A descoberta da viagem e a viagem da
descoberta
António João Cruz
Leve o chocolate a amolecer em banho-maria com duas colheres de sopa de margarina. Retire do calor e adicione o açúcar e as gemas. Bata o creme até estar fofo e perfume com baunilha ou vinho do Porto.
(De um livro de receias culinárias)
Viaje segundo um seu projecto próprio, dê mínimos ouvidos à facilidade dos itinerários cómodos e de rasto pisado, aceite enganar-se na estrada e voltar atrás, ou, pelo contrário, persevere até inventar saídas desacostumadas para o mundo.
(De um livro de viagem)
0. Há uns meses chegou-me às mãos um livro, grosso volume de muitas páginas e de muitas fotografias, que fala de Portugal — À Descoberta de Portugal, Lisboa, Selecções do Reader's Digest, 1982, 552 pp. E ele levou-me logo a revisitar um outro que também sobre Portugal fala mas que a público veio já há mais de um ano — José Saramago, Viagem a Portugal, Lisboa, Círculo de Leitores, 1981, 239 pp.
Da leitura paralela que empreendi das páginas nos dois volumes a Viseu dedicadas fica o registo.

- Listagem de dados -
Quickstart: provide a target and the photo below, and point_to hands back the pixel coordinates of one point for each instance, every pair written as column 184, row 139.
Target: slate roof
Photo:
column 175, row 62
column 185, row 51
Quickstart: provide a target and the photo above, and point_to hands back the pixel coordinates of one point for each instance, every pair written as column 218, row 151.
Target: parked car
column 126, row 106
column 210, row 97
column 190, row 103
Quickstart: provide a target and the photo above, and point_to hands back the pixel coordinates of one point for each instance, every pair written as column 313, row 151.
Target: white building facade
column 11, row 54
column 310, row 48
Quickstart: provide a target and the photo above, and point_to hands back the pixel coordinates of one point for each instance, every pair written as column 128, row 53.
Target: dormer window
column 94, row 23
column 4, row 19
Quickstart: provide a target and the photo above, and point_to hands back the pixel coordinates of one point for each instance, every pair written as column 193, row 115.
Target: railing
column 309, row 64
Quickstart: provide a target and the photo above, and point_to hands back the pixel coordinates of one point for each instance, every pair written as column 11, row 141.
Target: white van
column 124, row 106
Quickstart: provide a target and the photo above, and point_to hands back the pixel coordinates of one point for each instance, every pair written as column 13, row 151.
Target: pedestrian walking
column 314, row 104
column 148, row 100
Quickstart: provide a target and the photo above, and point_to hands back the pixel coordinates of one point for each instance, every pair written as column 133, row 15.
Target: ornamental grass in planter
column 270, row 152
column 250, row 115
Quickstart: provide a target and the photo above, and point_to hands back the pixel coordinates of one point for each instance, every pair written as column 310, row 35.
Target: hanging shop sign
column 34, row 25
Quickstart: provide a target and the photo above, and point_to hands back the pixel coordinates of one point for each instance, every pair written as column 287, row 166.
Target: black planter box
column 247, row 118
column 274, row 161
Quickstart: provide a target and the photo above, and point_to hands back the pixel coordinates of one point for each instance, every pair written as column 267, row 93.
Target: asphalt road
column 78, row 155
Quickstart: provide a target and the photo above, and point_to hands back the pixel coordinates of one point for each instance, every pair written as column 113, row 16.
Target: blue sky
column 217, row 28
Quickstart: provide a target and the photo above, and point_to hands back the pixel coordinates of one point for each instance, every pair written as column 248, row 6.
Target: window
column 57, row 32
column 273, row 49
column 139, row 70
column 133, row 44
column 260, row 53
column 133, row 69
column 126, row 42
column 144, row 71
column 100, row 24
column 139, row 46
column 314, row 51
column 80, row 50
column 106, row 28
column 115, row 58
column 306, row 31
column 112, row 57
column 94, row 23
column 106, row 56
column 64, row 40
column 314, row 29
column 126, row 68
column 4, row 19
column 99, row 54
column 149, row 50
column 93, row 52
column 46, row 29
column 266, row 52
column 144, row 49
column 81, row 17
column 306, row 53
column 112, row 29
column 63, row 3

- O que se pede -
Resuma em duas frases o texto sobre os dois livros acerca de Portugal.

- Resposta completa -
O texto abre com duas epígrafes: uma receita culinária que manda amolecer chocolate em banho-maria com margarina e bater um creme, e um conselho de um livro de viagem para viajar segundo um projecto próprio, sem ceder aos itinerários cómodos. Depois, António João Cruz conta que há uns meses lhe chegou às mãos À Descoberta de Portugal (Selecções do Reader's Digest, 1982), que o levou a revisitar Viagem a Portugal, de José Saramago (1981), e deixa o registo da leitura paralela das páginas que os dois volumes dedicam a Viseu.